§ **ACTIVITY**
Where an image appears in the data, omit it and reproduce the rest exactly.

** GIVEN DATA follows **

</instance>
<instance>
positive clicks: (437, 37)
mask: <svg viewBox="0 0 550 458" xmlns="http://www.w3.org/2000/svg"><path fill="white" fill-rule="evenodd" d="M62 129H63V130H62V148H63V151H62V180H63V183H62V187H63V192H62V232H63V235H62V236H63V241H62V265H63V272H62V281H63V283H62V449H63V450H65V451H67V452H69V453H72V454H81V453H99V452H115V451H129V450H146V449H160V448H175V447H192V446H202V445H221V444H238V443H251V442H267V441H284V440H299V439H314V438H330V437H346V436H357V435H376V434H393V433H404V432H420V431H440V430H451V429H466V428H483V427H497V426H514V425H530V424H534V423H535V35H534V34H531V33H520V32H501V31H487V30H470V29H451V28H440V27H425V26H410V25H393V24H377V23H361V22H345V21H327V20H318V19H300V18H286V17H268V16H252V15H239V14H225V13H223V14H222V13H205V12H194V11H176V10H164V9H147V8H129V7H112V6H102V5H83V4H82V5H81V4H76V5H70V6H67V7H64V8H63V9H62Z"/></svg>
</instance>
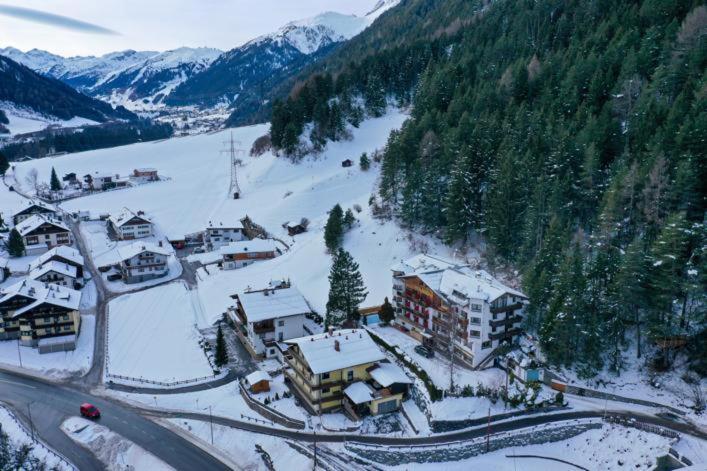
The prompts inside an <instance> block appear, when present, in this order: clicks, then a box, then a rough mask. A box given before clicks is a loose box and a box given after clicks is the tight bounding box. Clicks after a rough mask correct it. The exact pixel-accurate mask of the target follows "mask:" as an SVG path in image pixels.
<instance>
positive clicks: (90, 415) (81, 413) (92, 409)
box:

** End of GIVEN DATA **

§ **TASK RESPONSE**
</instance>
<instance>
positive clicks: (437, 37)
mask: <svg viewBox="0 0 550 458" xmlns="http://www.w3.org/2000/svg"><path fill="white" fill-rule="evenodd" d="M62 129H63V130H62V148H63V151H62V180H63V183H62V187H63V192H62V232H63V235H62V236H63V241H62V265H63V272H62V281H63V283H62V449H63V450H65V451H67V452H69V453H72V454H81V453H99V452H115V451H129V450H146V449H160V448H175V447H192V446H202V445H221V444H238V443H251V442H267V441H284V440H299V439H314V438H330V437H346V436H357V435H376V434H393V433H404V432H420V431H440V430H451V429H466V428H483V427H497V426H514V425H530V424H534V423H535V35H534V34H531V33H520V32H501V31H487V30H470V29H451V28H440V27H425V26H410V25H393V24H377V23H361V22H345V21H327V20H318V19H300V18H286V17H268V16H252V15H239V14H225V13H223V14H222V13H205V12H194V11H176V10H164V9H147V8H129V7H112V6H102V5H83V4H82V5H81V4H76V5H70V6H67V7H64V8H63V9H62Z"/></svg>
</instance>
The prompts inside an <instance> block appear, when present, in this order: clicks, then a box, then a rough mask. A box given before clicks is a loose box and a box given after clicks is the tight bounding box. Clicks after a rough mask correct it. The exact pixel-accurate mask of the target follows "mask:" as an SVG path in image pixels.
<instance>
positive clicks: (90, 415) (81, 413) (92, 409)
box:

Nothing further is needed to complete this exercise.